▶ **TEXT UNDER STUDY**:
============================================================
- Contact person:
- Elisabet M. Nilsson
- Responsible at Malmö University:
- Elisabet M. Nilsson
- Magnus Eriksson - RISE (Lead partner)
- Jörgen Lundälv - University of Gothenburg
- Frivilliga Resursgruppen (FRG)
- Ale kommun
- Lilla Edets kommun
- Falköping kommun
- Myndigheten för samhällsskydd och beredskap (MSB)
- Time frame:
- 29 June 2020 - 31 May 2022
- Research environment :
During times of crisis daily needs may become challenges, social functions and infrastructures can cease to operate, and everyday relations and communications are likely to be disrupted. This makes responding to a crisis challenging.
Before the Covid-19 outbreak, a study by the Swedish Civil Contingencies Agency (MSB) reported that almost half of the Swedish population have not made any preparations to cope with crisis situations such as e.g. long-term power failures (MSB, 2015). Previous research shows that crisis preparedness and estimation of ability to respond varies greatly across genders, but also that crisis situations both challenge and strengthen normative gender roles (MSB1204, MSB834).
Against this backdrop, a pilot project was initiated in the autumn of 2019. The aim was to develop methods for promoting dialogue between municipalities, civil society organisations and citizens about their information needs and access in a crisis situation, in this case a power failure. The project resulted in a collaborative scenario-based method that was co-designed with a civil society organisation, a municipality and citizens, aiming to:
- promote a dialogue between municipalities, civil society organisations and citizens about information needs and access during power outage,
- increase awareness of where further dialogue is needed and where capabilities in terms of accessing and using information already exist,
- map citizens’ local, and social networks, and key information access nodes.
The pilot project was conducted before the Covid-19 outbreak. Now, instead of preparing for a potential crisis situation, people need to learn how to live in a crisis and respond to it. To adapt to this new reality, the project will hereafter focus on exploring and developing methods for supporting crisis preparedness and responses before and during pandemics. This changes the point of departure for this project, and the setting of the collaborative scenario-based method that was developed for another type of crisis situation.
The method will thus be re-designed and adapted to this new situation. The expected result of the project is a method that creates conditions for people to get a personal, hands-on experience of what it might mean to be in a crisis. The outcome from using the method is an increased understanding of people’s crisis preparedness and a crisis plan based on the people’s individual needs, everyday lived experiences and life situations.
From a public authority’s point, besides having access to a crisis communication tool encouraging and guiding people in developing a crisis plan, the objective is to gain an increased understanding of people’s subjective estimation of their crisis preparedness. Through the method certain patterns in terms of inequalities between gender, disabled and not disabled people, socio-economic classes, ages or ethnic backgrounds might become evident and highlighted.
============================================================
▶ **EXERCISE TASKS**:
A. List every group that the last paragraph of the project description names as a basis for inequalities the method might reveal.
B. Answer these from the project description:
(i) When was the pilot project initiated?
(ii) What time frame is given for the project?
(iii) According to the MSB study, what share of the Swedish population had made no preparations for crisis situations?

▶ **STUDY MATERIAL**:
============================================================
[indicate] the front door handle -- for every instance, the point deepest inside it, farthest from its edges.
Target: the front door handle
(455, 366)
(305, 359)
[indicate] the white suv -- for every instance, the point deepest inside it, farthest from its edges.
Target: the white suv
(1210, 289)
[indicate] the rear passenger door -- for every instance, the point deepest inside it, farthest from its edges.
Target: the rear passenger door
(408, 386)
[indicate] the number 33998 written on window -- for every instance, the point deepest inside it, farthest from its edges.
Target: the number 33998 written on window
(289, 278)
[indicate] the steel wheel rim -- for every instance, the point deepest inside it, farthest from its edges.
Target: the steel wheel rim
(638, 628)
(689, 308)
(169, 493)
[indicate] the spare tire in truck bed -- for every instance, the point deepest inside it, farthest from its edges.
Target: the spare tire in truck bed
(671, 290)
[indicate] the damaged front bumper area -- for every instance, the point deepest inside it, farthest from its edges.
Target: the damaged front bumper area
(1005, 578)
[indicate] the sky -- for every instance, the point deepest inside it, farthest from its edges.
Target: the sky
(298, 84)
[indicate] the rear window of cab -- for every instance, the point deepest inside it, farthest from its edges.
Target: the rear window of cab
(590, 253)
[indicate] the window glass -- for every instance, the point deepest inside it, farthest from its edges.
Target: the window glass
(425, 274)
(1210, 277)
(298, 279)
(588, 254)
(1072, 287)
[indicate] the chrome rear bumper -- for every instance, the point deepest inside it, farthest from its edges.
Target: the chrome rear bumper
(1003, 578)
============================================================
▶ **RESPONSES FOR EACH TASK**:
A. Gender; disabled and not disabled people; socio-economic classes; ages; ethnic backgrounds.

B.
(i) In the autumn of 2019.
(ii) 29 June 2020 to 31 May 2022.
(iii) Almost half.